◆ The problem: Can you write out all of the material below, word for word?

(Dataset records)
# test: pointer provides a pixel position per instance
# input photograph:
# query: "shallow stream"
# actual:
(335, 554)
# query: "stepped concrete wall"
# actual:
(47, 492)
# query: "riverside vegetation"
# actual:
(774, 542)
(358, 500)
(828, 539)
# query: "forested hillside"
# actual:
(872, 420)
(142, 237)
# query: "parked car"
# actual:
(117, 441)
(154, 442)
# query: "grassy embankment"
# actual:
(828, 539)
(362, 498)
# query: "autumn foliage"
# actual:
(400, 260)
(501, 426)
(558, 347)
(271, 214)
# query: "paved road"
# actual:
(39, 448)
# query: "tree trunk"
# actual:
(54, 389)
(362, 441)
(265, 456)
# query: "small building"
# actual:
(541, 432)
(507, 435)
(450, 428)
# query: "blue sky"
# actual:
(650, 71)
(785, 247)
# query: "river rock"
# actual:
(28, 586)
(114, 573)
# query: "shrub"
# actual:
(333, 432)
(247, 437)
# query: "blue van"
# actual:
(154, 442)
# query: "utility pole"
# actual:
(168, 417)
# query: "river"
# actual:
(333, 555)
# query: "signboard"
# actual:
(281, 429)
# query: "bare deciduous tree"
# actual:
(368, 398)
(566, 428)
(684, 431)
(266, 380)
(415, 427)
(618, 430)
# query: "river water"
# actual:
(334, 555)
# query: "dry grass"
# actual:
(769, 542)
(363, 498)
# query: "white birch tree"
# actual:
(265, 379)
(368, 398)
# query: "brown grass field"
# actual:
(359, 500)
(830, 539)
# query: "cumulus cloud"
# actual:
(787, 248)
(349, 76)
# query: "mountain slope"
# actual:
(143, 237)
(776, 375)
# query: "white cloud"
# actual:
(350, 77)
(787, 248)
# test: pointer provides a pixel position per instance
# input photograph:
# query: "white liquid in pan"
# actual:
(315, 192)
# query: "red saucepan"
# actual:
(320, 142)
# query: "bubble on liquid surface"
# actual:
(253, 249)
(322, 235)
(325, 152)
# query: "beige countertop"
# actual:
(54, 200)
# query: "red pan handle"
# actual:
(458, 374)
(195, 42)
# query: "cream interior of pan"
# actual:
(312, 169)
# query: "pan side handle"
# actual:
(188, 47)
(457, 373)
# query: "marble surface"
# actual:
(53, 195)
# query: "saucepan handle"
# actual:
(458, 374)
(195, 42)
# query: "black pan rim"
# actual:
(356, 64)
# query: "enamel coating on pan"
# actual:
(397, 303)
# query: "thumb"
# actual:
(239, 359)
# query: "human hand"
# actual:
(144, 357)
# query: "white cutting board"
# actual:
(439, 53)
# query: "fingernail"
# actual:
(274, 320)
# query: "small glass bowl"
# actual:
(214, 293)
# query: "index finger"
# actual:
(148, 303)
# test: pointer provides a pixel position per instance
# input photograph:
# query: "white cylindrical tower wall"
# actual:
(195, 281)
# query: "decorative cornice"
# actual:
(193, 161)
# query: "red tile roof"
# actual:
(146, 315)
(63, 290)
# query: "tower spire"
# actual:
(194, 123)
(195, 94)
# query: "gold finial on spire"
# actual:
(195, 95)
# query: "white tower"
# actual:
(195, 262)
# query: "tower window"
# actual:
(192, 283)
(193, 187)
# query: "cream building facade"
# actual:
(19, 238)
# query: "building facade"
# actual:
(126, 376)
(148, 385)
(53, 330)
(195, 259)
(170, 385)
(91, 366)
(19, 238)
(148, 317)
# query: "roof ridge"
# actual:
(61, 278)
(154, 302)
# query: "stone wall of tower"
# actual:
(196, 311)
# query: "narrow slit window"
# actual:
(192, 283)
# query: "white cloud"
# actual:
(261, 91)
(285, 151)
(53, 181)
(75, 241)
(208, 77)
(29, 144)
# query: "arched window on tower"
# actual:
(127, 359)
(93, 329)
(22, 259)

◆ Final result:
# test: pointer provides a pixel position per instance
# input photograph:
# query: "shallow stream"
# actual:
(335, 554)
# query: "stepped concrete wall"
# actual:
(47, 492)
# query: "riverside vegetation"
# actual:
(774, 542)
(358, 500)
(828, 539)
# query: "forested hillside"
# actual:
(872, 420)
(142, 237)
# query: "parked car"
# actual:
(117, 441)
(154, 442)
# query: "grassy embankment"
# actual:
(828, 539)
(362, 498)
# query: "autumn foliage"
# actual:
(400, 260)
(501, 426)
(558, 347)
(271, 214)
# query: "paved road"
# actual:
(39, 448)
# query: "tree trunk"
# actual:
(54, 389)
(362, 441)
(265, 456)
# query: "small building"
# actual:
(541, 432)
(507, 435)
(450, 428)
# query: "blue sky"
# actual:
(650, 71)
(785, 247)
# query: "river rock"
# actual:
(28, 586)
(114, 573)
# query: "shrub"
# actual:
(333, 432)
(247, 437)
# query: "blue van"
# actual:
(154, 442)
# query: "utility pole"
# actual:
(168, 417)
# query: "river"
# actual:
(333, 555)
# query: "signboard"
# actual:
(281, 429)
# query: "bare deciduous tree"
# actual:
(368, 398)
(566, 428)
(684, 431)
(266, 380)
(415, 427)
(618, 430)
# query: "river water"
# actual:
(334, 555)
# query: "dry grass"
# actual:
(769, 542)
(363, 498)
# query: "white birch tree"
# actual:
(265, 379)
(368, 398)
# query: "brown grass field"
# actual:
(359, 500)
(830, 539)
# query: "cumulus cloud"
# actual:
(787, 248)
(349, 76)
# query: "mountain slope"
# actual:
(143, 237)
(776, 375)
# query: "white cloud"
# actual:
(350, 77)
(787, 248)
# test: pointer provides a pixel position per instance
# input photograph:
# query: "white liquid in pan"
# actual:
(315, 192)
# query: "red saucepan"
# actual:
(320, 142)
# query: "bubble on liquid surface"
# actual:
(253, 249)
(322, 235)
(325, 152)
# query: "beige countertop"
# actual:
(54, 200)
# query: "red pan handle"
# actual:
(458, 374)
(195, 42)
# query: "cream interior of pan"
# actual:
(312, 169)
# query: "pan side handle"
# actual:
(188, 47)
(457, 373)
# query: "marble surface"
# actual:
(53, 195)
# query: "saucepan handle"
# actual:
(458, 374)
(195, 42)
# query: "black pan rim"
# actual:
(356, 64)
# query: "enamel coating on pan"
# actual:
(397, 303)
# query: "thumb"
# actual:
(239, 359)
# query: "human hand"
# actual:
(144, 357)
# query: "white cutting board"
# actual:
(439, 53)
# query: "fingernail"
# actual:
(274, 320)
# query: "small glass bowl"
# actual:
(214, 293)
# query: "index finger"
# actual:
(148, 303)
# test: pointer provides a pixel position per instance
# input photograph:
# query: "white cylindrical tower wall"
# actual:
(195, 281)
# query: "decorative cornice"
# actual:
(193, 161)
# query: "red tile roof"
# actual:
(146, 315)
(63, 290)
# query: "tower spire"
# actual:
(194, 123)
(195, 94)
# query: "gold finial on spire"
# actual:
(195, 95)
# query: "white tower"
# actual:
(195, 262)
# query: "tower window"
# actual:
(192, 283)
(193, 187)
# query: "cream building facade"
# actual:
(19, 238)
# query: "building facade"
# actual:
(126, 376)
(148, 385)
(53, 330)
(195, 259)
(170, 385)
(91, 366)
(19, 238)
(148, 317)
# query: "roof ridge"
# actual:
(61, 278)
(154, 302)
# query: "stone wall of tower"
# actual:
(196, 311)
# query: "narrow slit window"
# actual:
(192, 283)
# query: "white cloud"
# actual:
(261, 91)
(285, 151)
(53, 181)
(75, 241)
(208, 77)
(29, 144)
# query: "arched window on tower"
# actual:
(127, 359)
(93, 329)
(22, 259)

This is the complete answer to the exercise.